What the task asks:
Your task is to print every entry below exactly as given.

Raw data:
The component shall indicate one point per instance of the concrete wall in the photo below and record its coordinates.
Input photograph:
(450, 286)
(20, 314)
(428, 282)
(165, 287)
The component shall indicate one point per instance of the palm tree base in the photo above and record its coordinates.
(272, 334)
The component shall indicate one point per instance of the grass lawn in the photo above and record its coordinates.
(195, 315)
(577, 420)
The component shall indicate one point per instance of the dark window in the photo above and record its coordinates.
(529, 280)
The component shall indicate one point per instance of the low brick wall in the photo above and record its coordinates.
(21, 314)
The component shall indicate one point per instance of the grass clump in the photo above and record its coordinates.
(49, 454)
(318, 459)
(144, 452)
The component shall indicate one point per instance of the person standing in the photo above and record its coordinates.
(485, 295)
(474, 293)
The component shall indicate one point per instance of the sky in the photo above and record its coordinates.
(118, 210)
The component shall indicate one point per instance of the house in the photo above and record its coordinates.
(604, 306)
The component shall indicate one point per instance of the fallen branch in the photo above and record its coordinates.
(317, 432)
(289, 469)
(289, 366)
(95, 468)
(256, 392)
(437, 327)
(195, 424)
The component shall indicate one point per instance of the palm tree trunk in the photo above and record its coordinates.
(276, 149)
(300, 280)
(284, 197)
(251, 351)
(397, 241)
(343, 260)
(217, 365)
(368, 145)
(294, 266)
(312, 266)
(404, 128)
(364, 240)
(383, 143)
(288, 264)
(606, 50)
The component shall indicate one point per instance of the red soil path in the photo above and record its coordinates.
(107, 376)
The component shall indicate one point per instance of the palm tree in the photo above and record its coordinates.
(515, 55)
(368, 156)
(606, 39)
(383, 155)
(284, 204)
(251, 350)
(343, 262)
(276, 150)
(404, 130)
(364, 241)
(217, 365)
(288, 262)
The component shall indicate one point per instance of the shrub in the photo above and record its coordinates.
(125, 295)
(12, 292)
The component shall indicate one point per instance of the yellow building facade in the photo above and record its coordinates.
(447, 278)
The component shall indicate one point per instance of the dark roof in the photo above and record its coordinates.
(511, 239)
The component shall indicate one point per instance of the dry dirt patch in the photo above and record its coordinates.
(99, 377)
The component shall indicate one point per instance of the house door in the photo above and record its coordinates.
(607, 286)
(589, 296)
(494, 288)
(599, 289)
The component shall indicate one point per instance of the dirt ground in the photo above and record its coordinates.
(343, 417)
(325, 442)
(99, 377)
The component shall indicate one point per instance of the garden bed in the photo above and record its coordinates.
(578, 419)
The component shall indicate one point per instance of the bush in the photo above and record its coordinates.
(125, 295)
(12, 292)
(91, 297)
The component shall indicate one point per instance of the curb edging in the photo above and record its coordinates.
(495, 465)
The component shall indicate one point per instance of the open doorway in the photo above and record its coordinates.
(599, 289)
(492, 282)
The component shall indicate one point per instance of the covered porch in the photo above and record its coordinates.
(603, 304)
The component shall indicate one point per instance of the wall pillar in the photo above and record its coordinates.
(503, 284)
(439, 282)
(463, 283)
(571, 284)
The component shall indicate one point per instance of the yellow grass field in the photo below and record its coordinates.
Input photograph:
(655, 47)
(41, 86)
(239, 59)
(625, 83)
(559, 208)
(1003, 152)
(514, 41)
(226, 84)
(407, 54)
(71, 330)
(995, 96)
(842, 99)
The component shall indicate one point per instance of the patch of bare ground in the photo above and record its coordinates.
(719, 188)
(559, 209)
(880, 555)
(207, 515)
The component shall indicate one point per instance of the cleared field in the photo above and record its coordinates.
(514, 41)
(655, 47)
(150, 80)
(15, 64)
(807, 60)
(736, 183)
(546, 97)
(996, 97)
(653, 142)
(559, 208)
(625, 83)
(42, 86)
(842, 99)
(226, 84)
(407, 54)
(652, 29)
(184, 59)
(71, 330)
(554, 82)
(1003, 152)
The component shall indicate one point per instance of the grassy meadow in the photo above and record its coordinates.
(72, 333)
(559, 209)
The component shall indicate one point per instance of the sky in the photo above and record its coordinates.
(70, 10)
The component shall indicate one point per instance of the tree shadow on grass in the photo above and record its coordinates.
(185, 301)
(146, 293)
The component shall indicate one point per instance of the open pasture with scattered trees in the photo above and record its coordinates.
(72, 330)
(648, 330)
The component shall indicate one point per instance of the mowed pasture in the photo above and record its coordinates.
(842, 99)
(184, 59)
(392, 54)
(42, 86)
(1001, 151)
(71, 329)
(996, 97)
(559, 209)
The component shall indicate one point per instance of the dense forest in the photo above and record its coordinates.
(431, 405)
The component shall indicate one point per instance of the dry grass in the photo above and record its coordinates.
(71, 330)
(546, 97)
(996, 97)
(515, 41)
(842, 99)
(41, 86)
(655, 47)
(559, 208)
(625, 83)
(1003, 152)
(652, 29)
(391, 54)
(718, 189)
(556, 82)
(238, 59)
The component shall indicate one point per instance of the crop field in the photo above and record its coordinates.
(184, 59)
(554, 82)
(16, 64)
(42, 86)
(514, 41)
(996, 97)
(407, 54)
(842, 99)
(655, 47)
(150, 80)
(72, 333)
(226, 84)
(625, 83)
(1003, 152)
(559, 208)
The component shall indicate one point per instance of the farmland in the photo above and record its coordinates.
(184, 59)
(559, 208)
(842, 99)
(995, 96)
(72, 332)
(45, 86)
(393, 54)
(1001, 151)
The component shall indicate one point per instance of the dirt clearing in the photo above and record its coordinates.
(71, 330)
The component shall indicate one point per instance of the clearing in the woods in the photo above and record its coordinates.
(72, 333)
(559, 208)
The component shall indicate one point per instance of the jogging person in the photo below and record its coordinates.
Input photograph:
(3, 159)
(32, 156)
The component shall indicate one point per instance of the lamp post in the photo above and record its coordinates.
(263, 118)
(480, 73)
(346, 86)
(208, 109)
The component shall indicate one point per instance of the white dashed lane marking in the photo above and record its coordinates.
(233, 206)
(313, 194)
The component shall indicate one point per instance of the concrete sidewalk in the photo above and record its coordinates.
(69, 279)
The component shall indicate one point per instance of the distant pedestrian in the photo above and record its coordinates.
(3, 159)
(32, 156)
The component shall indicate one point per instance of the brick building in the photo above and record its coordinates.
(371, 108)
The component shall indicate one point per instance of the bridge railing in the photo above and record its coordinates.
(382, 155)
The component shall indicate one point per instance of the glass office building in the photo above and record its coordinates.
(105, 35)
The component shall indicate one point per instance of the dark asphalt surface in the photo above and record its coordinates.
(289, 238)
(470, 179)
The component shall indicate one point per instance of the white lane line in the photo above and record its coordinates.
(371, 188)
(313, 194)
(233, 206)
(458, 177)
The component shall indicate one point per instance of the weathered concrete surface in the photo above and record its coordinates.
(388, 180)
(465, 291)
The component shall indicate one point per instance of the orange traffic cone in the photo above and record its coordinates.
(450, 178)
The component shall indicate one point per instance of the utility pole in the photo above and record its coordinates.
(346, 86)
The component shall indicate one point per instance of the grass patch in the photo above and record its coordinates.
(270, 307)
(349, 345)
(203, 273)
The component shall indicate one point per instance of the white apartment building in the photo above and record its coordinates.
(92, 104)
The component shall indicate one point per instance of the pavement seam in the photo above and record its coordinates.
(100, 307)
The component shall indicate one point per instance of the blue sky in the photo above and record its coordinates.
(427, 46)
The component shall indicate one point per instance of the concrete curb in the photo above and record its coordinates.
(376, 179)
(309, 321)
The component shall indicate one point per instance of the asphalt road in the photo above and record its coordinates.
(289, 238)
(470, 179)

Exercise result:
The component shall indicate one point per instance of the concrete wall in the photo below and record its coordinates.
Input photograph:
(450, 286)
(20, 314)
(428, 282)
(165, 287)
The component shall indicate one point per instance of the palm tree base in the photo above and record its coordinates.
(272, 334)
The component shall indicate one point per instance of the grass lawn in the photo above and record its coordinates.
(195, 315)
(577, 420)
The component shall indicate one point per instance of the dark window in the photo above and record its coordinates.
(529, 280)
The component shall indicate one point per instance of the low brick wall in the photo above and record its coordinates.
(21, 314)
The component shall indicate one point per instance of the grass clump in the photo above and record its coordinates.
(49, 454)
(318, 459)
(144, 452)
The component shall indicate one point per instance of the person standing in the photo above and record its coordinates.
(485, 295)
(474, 293)
The component shall indicate one point per instance of the sky in the photo above and record its coordinates.
(118, 210)
The component shall indicate one point per instance of the house in the photo above and record its coordinates.
(604, 306)
The component shall indicate one point per instance of the fallen branch in the photo above and record its coordinates.
(317, 432)
(289, 469)
(289, 366)
(95, 468)
(256, 392)
(437, 327)
(195, 424)
The component shall indicate one point per instance of the palm tree trunk in the photo above and record its coordinates.
(276, 149)
(300, 280)
(284, 197)
(251, 351)
(397, 241)
(343, 260)
(217, 365)
(368, 145)
(294, 266)
(312, 266)
(404, 128)
(364, 240)
(383, 143)
(288, 264)
(606, 50)
The component shall indicate one point per instance of the red soil path in the photo above and record its coordinates.
(107, 376)
The component shall indicate one point per instance of the palm tree in the photo above and record its coordinates.
(515, 55)
(368, 156)
(606, 39)
(383, 155)
(284, 204)
(251, 350)
(343, 262)
(276, 150)
(404, 130)
(364, 241)
(217, 365)
(288, 262)
The component shall indicate one point per instance of the shrub in the photo above and record its coordinates.
(125, 295)
(12, 292)
The component shall indicate one point per instance of the yellow building facade in the photo above and record its coordinates.
(447, 278)
The component shall indicate one point per instance of the dark roof in the photo above and record its coordinates.
(511, 239)
The component shall indicate one point per instance of the dry dirt patch in the photo above and record its coordinates.
(99, 377)
The component shall indicate one point per instance of the house door in the photo above and record its coordinates.
(607, 286)
(589, 296)
(494, 288)
(599, 289)
The component shall indicate one point per instance of the dirt ground in the photo above and record its coordinates.
(343, 417)
(325, 442)
(99, 377)
The component shall indicate one point per instance of the garden bed in the photo above and record its coordinates.
(578, 419)
The component shall indicate one point per instance of the bush in the photo above and record its coordinates.
(125, 295)
(12, 292)
(91, 297)
The component shall indicate one point per instance of the curb edging in the photo above and record its coordinates.
(495, 465)
The component shall indicate one point per instance of the open doorway in the photo above and record its coordinates.
(599, 289)
(492, 282)
The component shall indicate one point per instance of the covered porch in the photo above and record its coordinates.
(603, 304)
The component shall indicate one point per instance of the wall pillar in the photo above and record its coordinates.
(503, 284)
(439, 282)
(463, 283)
(571, 284)
The component shall indicate one point per instance of the yellow grass field in the photo below and record its coordinates.
Input photograph:
(655, 47)
(41, 86)
(239, 59)
(625, 83)
(559, 208)
(1003, 152)
(514, 41)
(226, 84)
(407, 54)
(71, 330)
(995, 96)
(842, 99)
The component shall indicate one point per instance of the patch of bare ground in the photo above and record its coordinates.
(719, 188)
(559, 209)
(880, 555)
(207, 515)
The component shall indicate one point per instance of the cleared field in the photo above and record its coordinates.
(514, 41)
(655, 47)
(150, 80)
(15, 64)
(807, 60)
(736, 183)
(546, 97)
(996, 97)
(653, 142)
(559, 208)
(625, 83)
(42, 86)
(842, 99)
(226, 84)
(407, 54)
(652, 29)
(184, 59)
(71, 330)
(554, 82)
(1003, 152)
The component shall indicate one point per instance of the grassy meadow in the photo above and record its coordinates.
(72, 333)
(559, 209)
The component shall indicate one point per instance of the sky in the photo above and record its coordinates.
(70, 10)
The component shall indicate one point per instance of the tree shadow on grass in the photo above and record its coordinates.
(185, 301)
(146, 293)
The component shall indicate one point per instance of the open pasture with scattered trees in the photo above and record its coordinates.
(72, 330)
(648, 330)
The component shall indicate one point per instance of the mowed pasture in the photo above and record its coordinates.
(842, 99)
(184, 59)
(392, 54)
(42, 86)
(1001, 151)
(71, 329)
(996, 97)
(559, 209)
The component shall indicate one point per instance of the dense forest in the photo above and record its coordinates.
(431, 405)
The component shall indicate one point per instance of the dry grass in the photo above and record its coordinates.
(71, 330)
(546, 97)
(996, 97)
(515, 41)
(842, 99)
(41, 86)
(655, 47)
(559, 208)
(625, 83)
(1003, 152)
(652, 29)
(391, 54)
(718, 189)
(556, 82)
(238, 59)
The component shall indicate one point per instance of the crop field in the photo above and record its coordinates.
(184, 59)
(554, 82)
(16, 64)
(42, 86)
(514, 41)
(996, 97)
(407, 54)
(842, 99)
(655, 47)
(150, 80)
(72, 333)
(226, 84)
(625, 83)
(1003, 152)
(559, 208)
The component shall indicate one point per instance of the farmland in the photo above and record its coordinates.
(184, 59)
(559, 208)
(842, 99)
(995, 96)
(72, 332)
(45, 86)
(393, 54)
(1001, 151)
The component shall indicate one point per instance of the dirt clearing in the photo above and record its coordinates.
(71, 330)
The component shall indicate one point per instance of the clearing in the woods in the photo above and record its coordinates.
(72, 333)
(559, 208)
The component shall indicate one point per instance of the jogging person in the photo below and record its coordinates.
Input photograph:
(3, 159)
(32, 156)
The component shall indicate one point per instance of the lamp post in the photo above and record its coordinates.
(263, 118)
(480, 73)
(346, 86)
(208, 109)
The component shall indicate one point per instance of the white dashed lane marking in the photo above and record its coordinates.
(233, 206)
(313, 194)
The component shall indicate one point per instance of the concrete sidewalk in the photo above and record its coordinates.
(69, 279)
The component shall indicate one point per instance of the distant pedestrian in the photo above and record its coordinates.
(3, 159)
(32, 156)
The component shall indicate one point per instance of the brick building in the photo above and record its coordinates.
(371, 108)
The component shall indicate one point per instance of the bridge railing in the photo above and record its coordinates.
(382, 155)
The component shall indicate one point per instance of the glass office building in the photo above and record its coordinates.
(105, 35)
The component shall indicate one point per instance of the dark asphalt surface in the photo above and record its coordinates.
(289, 238)
(470, 179)
The component shall indicate one point per instance of the white lane line in the photo above and record its coordinates.
(371, 188)
(313, 194)
(233, 206)
(458, 177)
The component shall indicate one point per instance of the weathered concrete surface in the photo above and record its coordinates.
(388, 180)
(465, 291)
The component shall indicate one point per instance of the orange traffic cone in the photo above and record its coordinates.
(450, 178)
The component shall indicate one point per instance of the utility pole in the photo above and record its coordinates.
(346, 86)
The component shall indicate one point per instance of the grass patch in the photo above and record its coordinates.
(270, 307)
(349, 345)
(203, 273)
The component shall indicate one point per instance of the white apartment building in the photo above and record its coordinates.
(92, 104)
The component shall indicate one point per instance of the pavement seam in the photo above and record its coordinates.
(100, 307)
The component shall indicate one point per instance of the blue sky in the photo above and record its coordinates.
(427, 46)
The component shall indicate one point per instance of the concrete curb in the photo above and record its coordinates.
(376, 179)
(309, 321)
The component shall indicate one point per instance of the asphalt road in the photo above and record its coordinates.
(289, 238)
(470, 179)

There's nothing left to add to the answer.